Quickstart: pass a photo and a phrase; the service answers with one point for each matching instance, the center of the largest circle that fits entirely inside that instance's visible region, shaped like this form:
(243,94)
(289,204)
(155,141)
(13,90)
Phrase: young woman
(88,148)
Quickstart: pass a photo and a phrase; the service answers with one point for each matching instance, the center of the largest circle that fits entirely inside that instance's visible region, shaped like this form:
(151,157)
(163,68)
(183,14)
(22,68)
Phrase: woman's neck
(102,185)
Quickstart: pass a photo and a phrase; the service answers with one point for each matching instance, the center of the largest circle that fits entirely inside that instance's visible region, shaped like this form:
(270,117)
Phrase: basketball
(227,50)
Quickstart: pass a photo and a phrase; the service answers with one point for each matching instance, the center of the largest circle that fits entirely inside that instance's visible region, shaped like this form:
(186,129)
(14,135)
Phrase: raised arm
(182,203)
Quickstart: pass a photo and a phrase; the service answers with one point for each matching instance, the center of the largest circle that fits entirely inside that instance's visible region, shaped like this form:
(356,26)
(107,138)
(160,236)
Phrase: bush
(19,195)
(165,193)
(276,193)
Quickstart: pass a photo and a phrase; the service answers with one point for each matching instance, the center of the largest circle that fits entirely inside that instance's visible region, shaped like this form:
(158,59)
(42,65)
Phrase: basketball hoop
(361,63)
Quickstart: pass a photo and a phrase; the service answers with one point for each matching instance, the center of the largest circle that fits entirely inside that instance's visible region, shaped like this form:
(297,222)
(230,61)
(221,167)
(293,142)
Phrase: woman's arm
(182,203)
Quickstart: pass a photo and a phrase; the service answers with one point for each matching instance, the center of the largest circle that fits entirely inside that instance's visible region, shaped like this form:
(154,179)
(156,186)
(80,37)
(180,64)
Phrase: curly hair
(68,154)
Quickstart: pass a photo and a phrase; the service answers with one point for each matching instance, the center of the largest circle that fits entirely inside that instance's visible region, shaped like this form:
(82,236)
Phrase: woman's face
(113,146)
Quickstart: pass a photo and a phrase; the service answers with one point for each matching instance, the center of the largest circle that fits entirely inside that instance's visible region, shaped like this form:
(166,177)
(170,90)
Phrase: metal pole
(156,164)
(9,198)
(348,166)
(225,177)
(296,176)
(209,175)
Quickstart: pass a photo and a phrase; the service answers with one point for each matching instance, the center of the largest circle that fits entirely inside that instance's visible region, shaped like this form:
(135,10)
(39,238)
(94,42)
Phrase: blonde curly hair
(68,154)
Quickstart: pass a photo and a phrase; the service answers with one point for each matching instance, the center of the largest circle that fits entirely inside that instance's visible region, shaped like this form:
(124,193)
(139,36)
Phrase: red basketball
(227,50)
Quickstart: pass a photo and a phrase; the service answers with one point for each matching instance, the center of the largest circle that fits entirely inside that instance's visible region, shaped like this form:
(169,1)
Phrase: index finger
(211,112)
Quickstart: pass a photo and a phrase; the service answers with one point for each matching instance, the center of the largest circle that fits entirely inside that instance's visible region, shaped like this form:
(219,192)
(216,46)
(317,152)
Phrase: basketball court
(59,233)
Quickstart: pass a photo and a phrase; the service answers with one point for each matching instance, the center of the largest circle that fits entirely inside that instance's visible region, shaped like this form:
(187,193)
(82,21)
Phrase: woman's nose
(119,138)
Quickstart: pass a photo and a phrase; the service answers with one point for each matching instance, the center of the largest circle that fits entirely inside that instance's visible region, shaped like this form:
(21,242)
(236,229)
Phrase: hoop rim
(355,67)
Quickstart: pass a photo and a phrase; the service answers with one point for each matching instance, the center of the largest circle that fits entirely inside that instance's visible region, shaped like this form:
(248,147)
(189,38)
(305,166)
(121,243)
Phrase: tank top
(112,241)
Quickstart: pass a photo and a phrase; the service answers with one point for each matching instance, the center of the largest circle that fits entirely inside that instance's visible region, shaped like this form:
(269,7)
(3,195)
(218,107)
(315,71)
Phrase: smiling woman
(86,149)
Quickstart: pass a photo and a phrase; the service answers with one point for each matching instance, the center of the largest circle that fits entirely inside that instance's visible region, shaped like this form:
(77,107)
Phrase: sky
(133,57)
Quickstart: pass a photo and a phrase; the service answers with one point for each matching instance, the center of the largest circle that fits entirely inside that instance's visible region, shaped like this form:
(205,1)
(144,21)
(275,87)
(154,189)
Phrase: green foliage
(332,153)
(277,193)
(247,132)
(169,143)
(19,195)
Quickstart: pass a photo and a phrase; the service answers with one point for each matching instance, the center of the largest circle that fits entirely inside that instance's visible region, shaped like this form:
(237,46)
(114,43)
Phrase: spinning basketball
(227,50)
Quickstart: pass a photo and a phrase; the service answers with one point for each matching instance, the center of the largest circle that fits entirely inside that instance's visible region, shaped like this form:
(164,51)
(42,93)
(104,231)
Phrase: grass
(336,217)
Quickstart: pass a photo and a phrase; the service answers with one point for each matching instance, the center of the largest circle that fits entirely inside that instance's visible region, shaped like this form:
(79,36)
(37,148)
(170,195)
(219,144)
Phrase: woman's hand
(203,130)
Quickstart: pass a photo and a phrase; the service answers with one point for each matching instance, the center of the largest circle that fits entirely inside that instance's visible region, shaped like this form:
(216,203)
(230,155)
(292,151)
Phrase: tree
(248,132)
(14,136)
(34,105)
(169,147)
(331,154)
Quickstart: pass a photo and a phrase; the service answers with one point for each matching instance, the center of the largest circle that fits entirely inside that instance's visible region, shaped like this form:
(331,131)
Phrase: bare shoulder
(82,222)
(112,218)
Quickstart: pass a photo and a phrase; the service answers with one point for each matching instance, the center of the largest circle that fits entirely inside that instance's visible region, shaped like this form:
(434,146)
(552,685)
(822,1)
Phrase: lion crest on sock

**Given exercise**
Go through the records and print each one exactly.

**Result**
Quickstart: pass a photo and a phrase; the service answers with one point for each matching instance, the center of the largest circle that fits entirely inside that instance's visible region, shaped like this form:
(243,94)
(289,204)
(155,141)
(13,90)
Phrase: young woman
(88,148)
Quickstart: pass a photo and a phrase; the service answers with one point for each matching instance, the center of the largest circle that fits entirely inside that instance's visible region, shaped like this form:
(151,157)
(163,68)
(183,14)
(22,68)
Phrase: woman's neck
(102,185)
Quickstart: pass a photo and a phrase; the service answers with one point for each matching instance, the center of the largest circle that fits entirely inside that instance's visible region, shaped like this form:
(270,117)
Phrase: basketball
(227,50)
Quickstart: pass a photo and a phrase; the service answers with one point for each matching instance, the center of the largest circle that fits entirely inside that instance's visible region, shaped like this form:
(186,129)
(14,135)
Phrase: raised arm
(182,203)
Quickstart: pass a photo and a phrase; the service answers with one point for each matching instance, the center of the largest circle that fits entirely inside that instance's visible region, shaped like this form:
(356,26)
(107,138)
(160,236)
Phrase: bush
(19,195)
(165,193)
(276,193)
Quickstart: pass a photo and a phrase; the service answers with one point for each matching instance, the center of the largest circle that fits entirely inside that instance's visible region, shaped like this form:
(158,59)
(42,65)
Phrase: basketball hoop
(361,63)
Quickstart: pass a photo and a phrase; the service answers with one point for each matching instance, the center of the largest circle that fits entirely inside that instance's visible region, shaped like this form:
(297,222)
(230,61)
(221,167)
(293,142)
Phrase: woman's arm
(182,203)
Quickstart: pass a photo and a phrase; the service answers with one point for each matching instance, the center of the largest circle that fits entirely inside that instance's visible region, shaped like this form:
(154,179)
(156,186)
(80,37)
(180,64)
Phrase: curly hair
(68,154)
Quickstart: pass a photo and a phrase; the service answers with one point for each matching instance, the center of the largest circle that fits entirely inside that instance's visible region, shaped like this form:
(82,236)
Phrase: woman's face
(113,146)
Quickstart: pass a photo and a phrase; the service answers with one point for each matching instance, the center of the largest circle that fits entirely inside that instance's visible region, shaped like this form:
(166,177)
(170,90)
Phrase: metal pole
(156,164)
(9,198)
(348,166)
(225,177)
(296,176)
(209,175)
Quickstart: pass a photo and a phrase; the service answers with one point for each matching instance, the center of the largest circle that fits entirely inside that instance's visible region, shaped like this form:
(135,10)
(39,238)
(94,42)
Phrase: blonde curly hair
(68,154)
Quickstart: pass a photo and a phrase; the service answers with one point for each matching instance, the center of the largest circle that fits entirely inside that instance's visible region, shaped like this form:
(124,193)
(139,36)
Phrase: red basketball
(227,50)
Quickstart: pass a photo and a phrase; the service answers with one point for each matching instance, the center of the largest circle that fits entirely inside that instance's visible region, shaped like this form:
(169,1)
Phrase: index finger
(211,112)
Quickstart: pass a photo and a phrase; the service answers with one point for each matching instance, the center of the largest circle that fits entirely inside that instance's visible region, shaped like this form:
(219,192)
(216,46)
(317,152)
Phrase: basketball court
(59,233)
Quickstart: pass a photo and a phrase; the service answers with one point for each matching instance, the center of the largest circle that fits entirely inside that instance's visible region, shaped like this form:
(187,193)
(82,21)
Phrase: woman's nose
(119,138)
Quickstart: pass a photo and a phrase; the service answers with one point for each matching instance, the center of the largest circle that fits entirely inside that instance's visible region, shaped like this form:
(21,242)
(236,229)
Phrase: hoop rim
(355,67)
Quickstart: pass a photo and a phrase; the service answers with one point for each matching instance, the center of the largest circle that fits entirely inside that instance's visible region, shaped like this form:
(248,147)
(189,38)
(305,166)
(121,243)
Phrase: tank top
(112,241)
Quickstart: pass a photo and a phrase; the service answers with one point for each matching instance, the center of the largest circle that fits entirely inside that instance's visible region, shaped like this form:
(269,7)
(3,195)
(218,107)
(315,71)
Phrase: smiling woman
(86,149)
Quickstart: pass a photo and a phrase; the service answers with one point for each matching instance, the center of the largest circle that fits entirely inside that instance's visible region, shaped like this form:
(77,107)
Phrase: sky
(133,57)
Quickstart: pass a photo and a phrase; the service answers with one point for each matching instance, the center of the largest circle that fits entirely inside that instance's visible region, shaped like this form:
(205,1)
(144,21)
(275,87)
(154,189)
Phrase: green foliage
(332,153)
(277,193)
(247,132)
(169,143)
(19,195)
Quickstart: pass a photo and a phrase; the service answers with one point for each matching instance, the center of the largest circle that fits entirely inside that instance's visible region, shaped like this form:
(237,46)
(114,43)
Phrase: spinning basketball
(227,50)
Quickstart: pass a photo and a phrase; the service answers with one point for each matching instance, the center of the largest circle that fits entirely inside that instance's visible region, shaped like this form:
(164,51)
(42,93)
(104,231)
Phrase: grass
(336,217)
Quickstart: pass a photo and a phrase; the service answers with one point for each matching instance, the center of the largest circle that fits entirely inside that instance's visible region, shaped like this form:
(79,36)
(37,148)
(170,195)
(219,144)
Phrase: woman's hand
(203,130)
Quickstart: pass a photo and a phrase; the service answers with one point for each matching instance, the center of the largest circle that fits entirely inside that instance's visible region, shaped like this form:
(216,203)
(230,155)
(292,151)
Phrase: tree
(248,132)
(14,136)
(34,105)
(169,147)
(331,154)
Quickstart: pass a photo and a phrase; the service answers with one point for each matching instance, the center of the largest circle that fits entirely inside that instance's visible region, shaped like this form:
(331,131)
Phrase: bare shoulder
(82,222)
(112,218)
Quickstart: pass a photo and a phrase; the service answers with one point for each matching instance, the center of the largest circle that fits entirely inside that instance's visible region, shaped like this form:
(434,146)
(552,685)
(822,1)
Phrase: lion crest on sock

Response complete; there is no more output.